> _Activity_: Transcribe exactly, and without pictures, the lines from the one that contains "Target: modern office building" through the last line of the material.
-*-*-
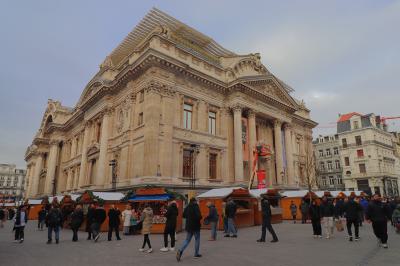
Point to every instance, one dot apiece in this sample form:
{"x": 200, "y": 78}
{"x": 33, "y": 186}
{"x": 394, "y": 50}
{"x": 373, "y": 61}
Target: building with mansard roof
{"x": 170, "y": 105}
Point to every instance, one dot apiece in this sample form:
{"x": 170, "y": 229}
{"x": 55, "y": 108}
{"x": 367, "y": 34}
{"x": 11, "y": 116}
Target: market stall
{"x": 275, "y": 201}
{"x": 245, "y": 202}
{"x": 105, "y": 198}
{"x": 158, "y": 199}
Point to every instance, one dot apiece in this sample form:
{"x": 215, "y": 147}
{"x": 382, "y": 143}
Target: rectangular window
{"x": 187, "y": 164}
{"x": 141, "y": 96}
{"x": 344, "y": 143}
{"x": 187, "y": 116}
{"x": 212, "y": 116}
{"x": 336, "y": 151}
{"x": 358, "y": 140}
{"x": 330, "y": 165}
{"x": 140, "y": 119}
{"x": 213, "y": 166}
{"x": 363, "y": 169}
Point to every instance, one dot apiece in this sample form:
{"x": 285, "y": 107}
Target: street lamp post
{"x": 113, "y": 164}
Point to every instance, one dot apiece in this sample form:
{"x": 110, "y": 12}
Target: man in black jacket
{"x": 379, "y": 214}
{"x": 266, "y": 219}
{"x": 113, "y": 222}
{"x": 327, "y": 214}
{"x": 99, "y": 216}
{"x": 170, "y": 226}
{"x": 53, "y": 221}
{"x": 89, "y": 220}
{"x": 230, "y": 212}
{"x": 352, "y": 210}
{"x": 193, "y": 217}
{"x": 76, "y": 221}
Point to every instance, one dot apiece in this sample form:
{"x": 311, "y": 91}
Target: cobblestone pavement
{"x": 296, "y": 247}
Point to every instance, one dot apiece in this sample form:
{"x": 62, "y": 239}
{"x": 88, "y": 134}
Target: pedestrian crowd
{"x": 329, "y": 213}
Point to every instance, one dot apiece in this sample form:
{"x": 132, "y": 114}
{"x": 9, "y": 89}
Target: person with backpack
{"x": 76, "y": 221}
{"x": 53, "y": 221}
{"x": 41, "y": 218}
{"x": 170, "y": 226}
{"x": 230, "y": 212}
{"x": 20, "y": 220}
{"x": 212, "y": 219}
{"x": 113, "y": 222}
{"x": 193, "y": 217}
{"x": 99, "y": 216}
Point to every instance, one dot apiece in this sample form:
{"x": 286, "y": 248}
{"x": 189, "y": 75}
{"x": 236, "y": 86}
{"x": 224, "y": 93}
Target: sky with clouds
{"x": 339, "y": 56}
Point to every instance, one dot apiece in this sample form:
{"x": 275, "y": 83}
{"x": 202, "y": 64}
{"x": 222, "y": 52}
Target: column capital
{"x": 236, "y": 108}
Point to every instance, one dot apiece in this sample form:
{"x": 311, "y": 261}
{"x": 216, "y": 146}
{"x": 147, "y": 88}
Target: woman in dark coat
{"x": 76, "y": 221}
{"x": 170, "y": 226}
{"x": 315, "y": 214}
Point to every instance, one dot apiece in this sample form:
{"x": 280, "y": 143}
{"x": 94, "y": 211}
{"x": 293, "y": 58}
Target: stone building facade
{"x": 329, "y": 168}
{"x": 12, "y": 181}
{"x": 170, "y": 105}
{"x": 368, "y": 154}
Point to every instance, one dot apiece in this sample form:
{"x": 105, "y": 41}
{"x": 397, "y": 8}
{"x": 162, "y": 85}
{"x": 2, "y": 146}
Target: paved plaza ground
{"x": 296, "y": 247}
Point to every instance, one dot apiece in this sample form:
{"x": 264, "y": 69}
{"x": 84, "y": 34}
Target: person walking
{"x": 266, "y": 221}
{"x": 193, "y": 217}
{"x": 315, "y": 214}
{"x": 20, "y": 220}
{"x": 2, "y": 216}
{"x": 378, "y": 213}
{"x": 293, "y": 211}
{"x": 99, "y": 216}
{"x": 126, "y": 218}
{"x": 327, "y": 215}
{"x": 113, "y": 222}
{"x": 89, "y": 220}
{"x": 352, "y": 214}
{"x": 53, "y": 220}
{"x": 76, "y": 221}
{"x": 230, "y": 212}
{"x": 212, "y": 219}
{"x": 41, "y": 218}
{"x": 147, "y": 220}
{"x": 304, "y": 208}
{"x": 170, "y": 226}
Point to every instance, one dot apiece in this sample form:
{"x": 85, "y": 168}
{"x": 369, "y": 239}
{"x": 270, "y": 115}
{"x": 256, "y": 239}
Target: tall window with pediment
{"x": 212, "y": 116}
{"x": 187, "y": 116}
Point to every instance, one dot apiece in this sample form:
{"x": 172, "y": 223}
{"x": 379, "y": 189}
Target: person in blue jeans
{"x": 212, "y": 219}
{"x": 193, "y": 217}
{"x": 53, "y": 220}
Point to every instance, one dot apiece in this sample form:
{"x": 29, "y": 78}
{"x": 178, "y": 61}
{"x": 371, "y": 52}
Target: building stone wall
{"x": 12, "y": 181}
{"x": 133, "y": 111}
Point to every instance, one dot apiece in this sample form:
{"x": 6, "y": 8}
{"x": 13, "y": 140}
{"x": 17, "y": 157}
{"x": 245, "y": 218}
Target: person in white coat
{"x": 126, "y": 217}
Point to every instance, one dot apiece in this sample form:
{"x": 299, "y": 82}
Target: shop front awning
{"x": 150, "y": 198}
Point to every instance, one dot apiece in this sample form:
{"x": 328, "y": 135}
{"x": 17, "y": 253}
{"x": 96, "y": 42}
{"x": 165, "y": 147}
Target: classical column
{"x": 278, "y": 151}
{"x": 289, "y": 154}
{"x": 252, "y": 138}
{"x": 237, "y": 125}
{"x": 36, "y": 176}
{"x": 51, "y": 169}
{"x": 85, "y": 144}
{"x": 152, "y": 111}
{"x": 102, "y": 164}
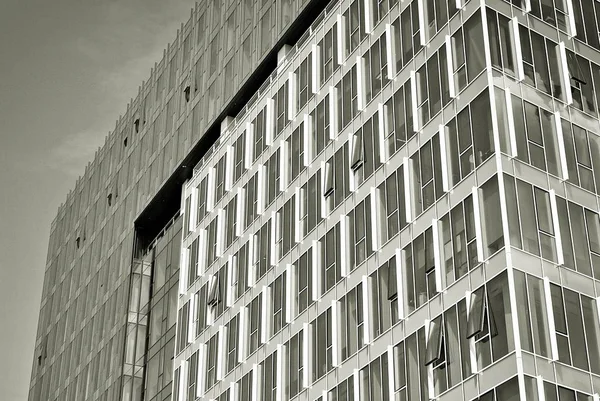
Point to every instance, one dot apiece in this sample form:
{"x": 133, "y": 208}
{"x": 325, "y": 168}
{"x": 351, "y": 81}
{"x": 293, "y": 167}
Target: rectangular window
{"x": 220, "y": 179}
{"x": 285, "y": 236}
{"x": 201, "y": 310}
{"x": 351, "y": 317}
{"x": 347, "y": 90}
{"x": 355, "y": 25}
{"x": 278, "y": 299}
{"x": 385, "y": 297}
{"x": 260, "y": 130}
{"x": 211, "y": 361}
{"x": 329, "y": 54}
{"x": 367, "y": 160}
{"x": 202, "y": 195}
{"x": 304, "y": 82}
{"x": 322, "y": 352}
{"x": 376, "y": 68}
{"x": 303, "y": 290}
{"x": 211, "y": 243}
{"x": 239, "y": 152}
{"x": 281, "y": 109}
{"x": 231, "y": 219}
{"x": 331, "y": 256}
{"x": 262, "y": 250}
{"x": 269, "y": 378}
{"x": 192, "y": 375}
{"x": 251, "y": 194}
{"x": 340, "y": 172}
{"x": 273, "y": 167}
{"x": 392, "y": 204}
{"x": 296, "y": 153}
{"x": 232, "y": 345}
{"x": 295, "y": 365}
{"x": 399, "y": 119}
{"x": 239, "y": 280}
{"x": 311, "y": 203}
{"x": 420, "y": 276}
{"x": 361, "y": 244}
{"x": 254, "y": 327}
{"x": 320, "y": 130}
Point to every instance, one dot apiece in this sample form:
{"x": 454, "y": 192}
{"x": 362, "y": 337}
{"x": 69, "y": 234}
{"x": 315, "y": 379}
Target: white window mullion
{"x": 290, "y": 291}
{"x": 515, "y": 38}
{"x": 249, "y": 154}
{"x": 565, "y": 79}
{"x": 413, "y": 99}
{"x": 307, "y": 139}
{"x": 270, "y": 122}
{"x": 335, "y": 333}
{"x": 444, "y": 136}
{"x": 345, "y": 245}
{"x": 221, "y": 353}
{"x": 341, "y": 36}
{"x": 367, "y": 305}
{"x": 560, "y": 258}
{"x": 284, "y": 164}
{"x": 400, "y": 283}
{"x": 243, "y": 334}
{"x": 478, "y": 224}
{"x": 307, "y": 347}
{"x": 315, "y": 68}
{"x": 265, "y": 320}
{"x": 390, "y": 42}
{"x": 229, "y": 168}
{"x": 360, "y": 83}
{"x": 450, "y": 66}
{"x": 292, "y": 95}
{"x": 316, "y": 273}
{"x": 562, "y": 154}
{"x": 551, "y": 323}
{"x": 333, "y": 112}
{"x": 383, "y": 131}
{"x": 437, "y": 248}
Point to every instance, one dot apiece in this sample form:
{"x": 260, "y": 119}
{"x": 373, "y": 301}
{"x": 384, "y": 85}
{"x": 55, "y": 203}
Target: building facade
{"x": 389, "y": 201}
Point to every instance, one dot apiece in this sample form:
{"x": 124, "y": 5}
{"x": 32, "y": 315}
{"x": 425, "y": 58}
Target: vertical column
{"x": 248, "y": 151}
{"x": 400, "y": 283}
{"x": 335, "y": 333}
{"x": 361, "y": 83}
{"x": 265, "y": 329}
{"x": 228, "y": 168}
{"x": 390, "y": 43}
{"x": 221, "y": 357}
{"x": 270, "y": 122}
{"x": 345, "y": 246}
{"x": 292, "y": 95}
{"x": 333, "y": 112}
{"x": 316, "y": 273}
{"x": 308, "y": 139}
{"x": 560, "y": 258}
{"x": 341, "y": 34}
{"x": 290, "y": 290}
{"x": 562, "y": 154}
{"x": 241, "y": 211}
{"x": 565, "y": 78}
{"x": 315, "y": 68}
{"x": 367, "y": 304}
{"x": 515, "y": 38}
{"x": 243, "y": 334}
{"x": 284, "y": 163}
{"x": 551, "y": 323}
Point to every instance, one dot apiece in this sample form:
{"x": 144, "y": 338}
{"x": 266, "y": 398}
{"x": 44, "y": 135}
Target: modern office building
{"x": 349, "y": 200}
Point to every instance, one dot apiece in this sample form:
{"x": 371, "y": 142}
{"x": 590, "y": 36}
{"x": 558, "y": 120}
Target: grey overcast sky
{"x": 67, "y": 70}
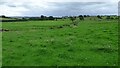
-*-*-
> _Solution_:
Target: modern office building
{"x": 349, "y": 200}
Point to every instance, one dot apiece in this sample form:
{"x": 371, "y": 142}
{"x": 590, "y": 36}
{"x": 558, "y": 120}
Target: grey overcast sky
{"x": 67, "y": 70}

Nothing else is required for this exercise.